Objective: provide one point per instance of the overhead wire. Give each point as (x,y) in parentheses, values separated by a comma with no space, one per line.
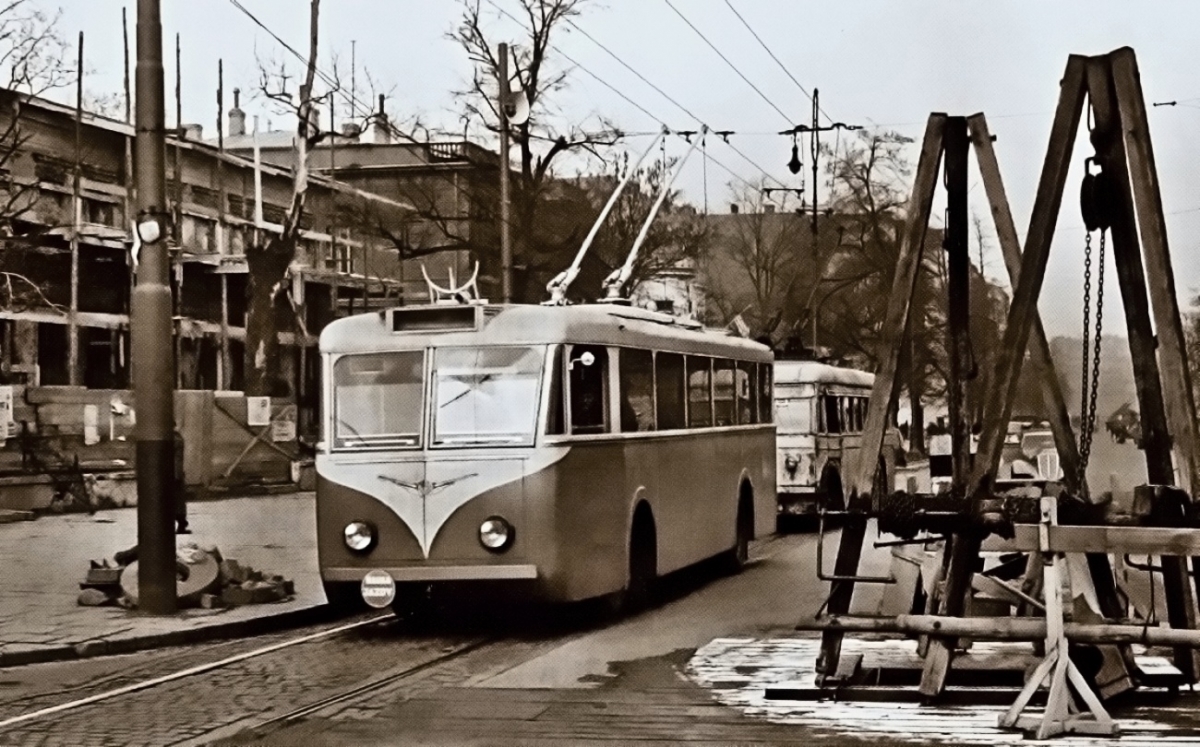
(730,63)
(640,77)
(778,61)
(355,103)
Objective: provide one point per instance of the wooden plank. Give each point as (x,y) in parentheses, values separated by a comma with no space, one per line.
(1171,348)
(1128,539)
(1008,628)
(999,405)
(895,322)
(850,550)
(1039,346)
(1156,420)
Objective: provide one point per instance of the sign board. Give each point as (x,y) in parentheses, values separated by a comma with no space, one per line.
(378,589)
(5,412)
(283,426)
(258,411)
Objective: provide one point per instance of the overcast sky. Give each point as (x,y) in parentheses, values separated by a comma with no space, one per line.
(875,63)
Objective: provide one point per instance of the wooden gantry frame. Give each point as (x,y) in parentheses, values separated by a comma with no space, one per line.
(1120,133)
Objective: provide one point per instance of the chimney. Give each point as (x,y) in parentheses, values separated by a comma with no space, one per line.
(383,127)
(237,117)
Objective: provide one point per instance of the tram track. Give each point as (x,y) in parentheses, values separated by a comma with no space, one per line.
(191,671)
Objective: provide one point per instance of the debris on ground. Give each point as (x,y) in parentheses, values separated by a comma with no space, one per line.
(203,578)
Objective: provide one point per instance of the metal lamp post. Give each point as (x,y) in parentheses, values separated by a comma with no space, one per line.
(154,372)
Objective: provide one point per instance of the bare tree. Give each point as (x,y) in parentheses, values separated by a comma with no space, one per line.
(540,142)
(757,264)
(271,254)
(35,57)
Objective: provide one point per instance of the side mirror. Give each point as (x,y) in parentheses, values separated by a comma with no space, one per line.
(587,358)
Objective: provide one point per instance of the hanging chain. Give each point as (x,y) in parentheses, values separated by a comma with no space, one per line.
(1084,388)
(1090,386)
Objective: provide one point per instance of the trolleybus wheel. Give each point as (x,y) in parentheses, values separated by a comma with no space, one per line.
(642,562)
(345,596)
(737,557)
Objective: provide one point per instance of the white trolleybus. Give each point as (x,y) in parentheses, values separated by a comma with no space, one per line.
(567,450)
(579,449)
(820,412)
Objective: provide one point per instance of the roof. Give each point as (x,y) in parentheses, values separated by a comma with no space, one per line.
(532,324)
(811,371)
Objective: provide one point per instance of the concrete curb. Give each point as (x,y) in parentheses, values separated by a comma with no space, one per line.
(253,626)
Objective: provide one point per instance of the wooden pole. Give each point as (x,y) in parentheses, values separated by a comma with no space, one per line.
(899,304)
(1039,346)
(1171,348)
(73,377)
(1024,309)
(850,547)
(1006,628)
(1043,364)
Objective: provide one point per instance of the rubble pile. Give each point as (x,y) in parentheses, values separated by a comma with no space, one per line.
(203,578)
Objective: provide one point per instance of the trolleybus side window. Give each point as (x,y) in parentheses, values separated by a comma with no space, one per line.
(556,417)
(588,388)
(766,410)
(832,423)
(724,411)
(486,394)
(670,390)
(378,399)
(636,375)
(744,393)
(700,392)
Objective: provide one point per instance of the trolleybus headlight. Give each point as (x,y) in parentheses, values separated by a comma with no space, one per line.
(791,462)
(496,535)
(359,536)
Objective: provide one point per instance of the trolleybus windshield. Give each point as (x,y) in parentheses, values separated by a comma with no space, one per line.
(378,400)
(486,395)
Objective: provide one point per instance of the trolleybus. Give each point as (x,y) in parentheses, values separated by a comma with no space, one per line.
(820,412)
(567,452)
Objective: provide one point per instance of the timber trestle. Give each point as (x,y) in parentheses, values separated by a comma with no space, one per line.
(1050,531)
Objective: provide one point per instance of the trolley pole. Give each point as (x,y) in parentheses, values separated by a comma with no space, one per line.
(505,234)
(154,374)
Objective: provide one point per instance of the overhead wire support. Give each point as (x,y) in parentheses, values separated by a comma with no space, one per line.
(616,282)
(562,282)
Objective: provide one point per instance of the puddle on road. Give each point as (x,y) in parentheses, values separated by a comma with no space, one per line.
(737,673)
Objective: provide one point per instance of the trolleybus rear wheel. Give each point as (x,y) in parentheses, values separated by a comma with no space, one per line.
(642,562)
(345,596)
(737,557)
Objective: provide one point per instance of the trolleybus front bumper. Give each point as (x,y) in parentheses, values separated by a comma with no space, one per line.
(438,573)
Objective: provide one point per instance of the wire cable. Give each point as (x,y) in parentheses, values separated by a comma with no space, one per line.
(727,61)
(778,61)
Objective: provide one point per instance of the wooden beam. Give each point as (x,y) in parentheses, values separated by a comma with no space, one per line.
(1171,347)
(1171,542)
(1039,346)
(883,393)
(1033,264)
(895,322)
(1127,255)
(1006,628)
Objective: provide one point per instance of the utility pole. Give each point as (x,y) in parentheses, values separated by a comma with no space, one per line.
(154,378)
(505,235)
(815,131)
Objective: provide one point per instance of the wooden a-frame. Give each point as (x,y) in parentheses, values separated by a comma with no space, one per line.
(1121,137)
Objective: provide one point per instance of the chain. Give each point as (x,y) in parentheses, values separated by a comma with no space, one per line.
(1084,446)
(1090,389)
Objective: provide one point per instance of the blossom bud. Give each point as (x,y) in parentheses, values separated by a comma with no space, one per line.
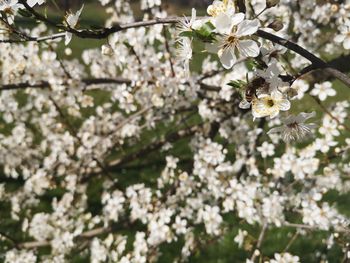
(276,25)
(272,3)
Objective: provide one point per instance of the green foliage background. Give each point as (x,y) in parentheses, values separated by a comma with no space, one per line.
(224,249)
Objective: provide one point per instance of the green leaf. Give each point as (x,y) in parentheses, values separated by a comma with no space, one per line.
(237,84)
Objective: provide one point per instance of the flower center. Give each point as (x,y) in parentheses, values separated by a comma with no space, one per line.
(231,41)
(8,10)
(270,103)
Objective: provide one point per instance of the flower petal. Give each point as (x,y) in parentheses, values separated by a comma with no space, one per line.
(248,48)
(223,23)
(247,27)
(284,105)
(227,57)
(237,18)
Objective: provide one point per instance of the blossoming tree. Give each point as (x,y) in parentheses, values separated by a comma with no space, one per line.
(177,135)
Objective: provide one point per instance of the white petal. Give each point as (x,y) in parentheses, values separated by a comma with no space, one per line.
(237,18)
(68,38)
(248,48)
(212,48)
(223,23)
(244,104)
(227,57)
(247,27)
(276,130)
(284,105)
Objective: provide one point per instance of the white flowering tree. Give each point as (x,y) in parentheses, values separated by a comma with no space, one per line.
(215,138)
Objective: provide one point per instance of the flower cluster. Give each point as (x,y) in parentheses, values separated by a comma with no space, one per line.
(171,137)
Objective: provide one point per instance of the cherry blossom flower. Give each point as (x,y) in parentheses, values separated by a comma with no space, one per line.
(269,105)
(344,36)
(218,7)
(294,127)
(266,149)
(323,90)
(72,21)
(232,40)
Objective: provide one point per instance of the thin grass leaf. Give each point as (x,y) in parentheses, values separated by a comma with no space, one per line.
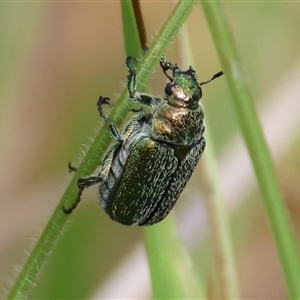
(257,147)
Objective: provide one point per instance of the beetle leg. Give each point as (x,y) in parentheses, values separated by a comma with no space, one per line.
(82,184)
(71,168)
(133,93)
(112,128)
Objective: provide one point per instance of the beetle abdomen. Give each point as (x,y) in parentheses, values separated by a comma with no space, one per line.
(142,184)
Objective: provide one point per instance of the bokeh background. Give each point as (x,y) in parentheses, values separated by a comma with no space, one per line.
(56,58)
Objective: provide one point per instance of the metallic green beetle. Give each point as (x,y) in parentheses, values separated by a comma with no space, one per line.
(144,172)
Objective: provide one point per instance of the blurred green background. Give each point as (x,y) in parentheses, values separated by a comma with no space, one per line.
(56,59)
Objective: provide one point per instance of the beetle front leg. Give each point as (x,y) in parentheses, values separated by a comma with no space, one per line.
(112,128)
(133,93)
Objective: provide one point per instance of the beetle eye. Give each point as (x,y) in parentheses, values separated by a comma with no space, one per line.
(170,88)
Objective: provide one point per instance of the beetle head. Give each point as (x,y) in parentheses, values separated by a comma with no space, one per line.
(183,88)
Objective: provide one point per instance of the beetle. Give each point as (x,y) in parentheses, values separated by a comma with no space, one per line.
(143,174)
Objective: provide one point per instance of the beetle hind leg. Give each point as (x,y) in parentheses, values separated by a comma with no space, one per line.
(82,184)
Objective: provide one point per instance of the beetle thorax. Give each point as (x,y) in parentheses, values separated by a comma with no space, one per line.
(177,125)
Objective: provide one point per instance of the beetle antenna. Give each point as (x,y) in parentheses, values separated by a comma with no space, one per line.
(214,77)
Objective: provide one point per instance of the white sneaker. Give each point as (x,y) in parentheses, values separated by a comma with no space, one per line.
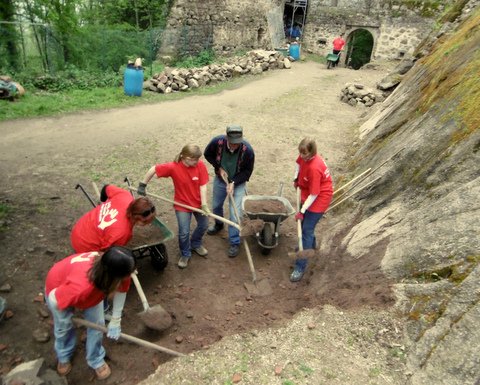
(202,251)
(183,262)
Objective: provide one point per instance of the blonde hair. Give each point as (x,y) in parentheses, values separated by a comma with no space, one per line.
(189,151)
(309,145)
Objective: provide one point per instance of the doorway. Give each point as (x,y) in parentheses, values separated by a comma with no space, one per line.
(294,16)
(359,48)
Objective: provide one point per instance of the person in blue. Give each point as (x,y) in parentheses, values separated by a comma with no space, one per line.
(233,159)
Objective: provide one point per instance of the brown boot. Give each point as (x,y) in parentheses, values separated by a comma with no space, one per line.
(103,372)
(63,368)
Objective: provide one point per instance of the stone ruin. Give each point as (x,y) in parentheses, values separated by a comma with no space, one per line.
(356,93)
(254,63)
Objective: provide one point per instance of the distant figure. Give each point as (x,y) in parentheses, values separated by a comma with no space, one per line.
(295,31)
(338,45)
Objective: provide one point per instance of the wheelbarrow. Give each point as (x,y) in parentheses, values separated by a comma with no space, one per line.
(267,237)
(331,60)
(156,251)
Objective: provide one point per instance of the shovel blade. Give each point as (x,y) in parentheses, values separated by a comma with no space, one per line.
(156,318)
(261,288)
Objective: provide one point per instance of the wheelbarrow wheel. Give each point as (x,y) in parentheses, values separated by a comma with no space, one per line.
(267,237)
(159,257)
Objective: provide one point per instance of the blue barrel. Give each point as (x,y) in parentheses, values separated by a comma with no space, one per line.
(133,81)
(294,51)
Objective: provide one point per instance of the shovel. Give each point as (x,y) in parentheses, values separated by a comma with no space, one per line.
(222,219)
(127,337)
(261,287)
(301,253)
(155,317)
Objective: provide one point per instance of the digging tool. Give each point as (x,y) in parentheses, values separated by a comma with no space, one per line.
(257,287)
(360,179)
(310,253)
(155,317)
(222,219)
(79,186)
(247,248)
(127,337)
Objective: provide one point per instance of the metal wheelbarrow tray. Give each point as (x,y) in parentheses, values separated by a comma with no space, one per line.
(268,237)
(156,251)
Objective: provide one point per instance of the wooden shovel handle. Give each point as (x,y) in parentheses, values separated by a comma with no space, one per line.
(299,223)
(218,217)
(141,294)
(127,337)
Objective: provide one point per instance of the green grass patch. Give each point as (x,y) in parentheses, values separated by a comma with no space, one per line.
(51,104)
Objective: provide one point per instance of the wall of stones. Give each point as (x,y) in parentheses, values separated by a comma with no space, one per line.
(229,26)
(226,26)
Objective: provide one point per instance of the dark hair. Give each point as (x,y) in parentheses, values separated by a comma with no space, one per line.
(139,205)
(111,268)
(309,145)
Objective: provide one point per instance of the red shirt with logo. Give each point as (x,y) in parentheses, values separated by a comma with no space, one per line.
(106,225)
(314,179)
(70,277)
(186,180)
(338,44)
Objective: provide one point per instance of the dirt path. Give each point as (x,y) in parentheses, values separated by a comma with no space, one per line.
(41,161)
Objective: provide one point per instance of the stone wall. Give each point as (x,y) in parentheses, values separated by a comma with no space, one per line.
(228,26)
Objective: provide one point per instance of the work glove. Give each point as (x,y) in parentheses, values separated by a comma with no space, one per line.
(299,216)
(114,328)
(206,209)
(142,189)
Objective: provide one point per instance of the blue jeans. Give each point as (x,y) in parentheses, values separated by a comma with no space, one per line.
(219,196)
(309,241)
(65,334)
(185,244)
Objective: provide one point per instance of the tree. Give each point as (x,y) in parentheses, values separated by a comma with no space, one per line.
(8,36)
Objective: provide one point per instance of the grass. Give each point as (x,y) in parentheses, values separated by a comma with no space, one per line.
(50,104)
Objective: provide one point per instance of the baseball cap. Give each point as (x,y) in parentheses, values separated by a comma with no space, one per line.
(234,134)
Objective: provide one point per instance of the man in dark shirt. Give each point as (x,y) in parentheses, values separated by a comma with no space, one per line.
(233,159)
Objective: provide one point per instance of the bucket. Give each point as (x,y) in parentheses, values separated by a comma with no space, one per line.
(294,51)
(133,81)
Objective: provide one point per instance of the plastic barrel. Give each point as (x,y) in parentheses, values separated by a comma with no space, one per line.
(133,81)
(294,51)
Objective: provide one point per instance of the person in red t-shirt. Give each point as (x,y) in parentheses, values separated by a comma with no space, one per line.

• _TASK INSTRUCTIONS_:
Reproduce verbatim the lines that begin with the line containing "Objective: provide one point per instance of the baseball" and end with the last line of the entries, including both of those lines.

• _EXERCISE RESULT_:
Objective: provide one point per instance of the baseball cap. Give each point as (x,y) in parentheses, values separated by a comma with no space, one per line.
(234,134)
Objective: provide one point per instance of the man in dark shirt. Give each point as (x,y) in parentheses, values separated by a comma with no space, one per line.
(233,159)
Objective: provide one point per instance of the bucket. Give each point as (x,y) in parentheses, values separated by a comma with no space, one per line.
(294,51)
(133,81)
Objective: provide one point per instance of the plastic barrel. Give each point as (x,y) in parentheses, values separated by a comma with no space, one per line.
(133,81)
(294,51)
Objective: provide one point per instance of the person in red t-shirt. Give each point as (x,y) in parentheses, values separated by a comma with no space, one per line.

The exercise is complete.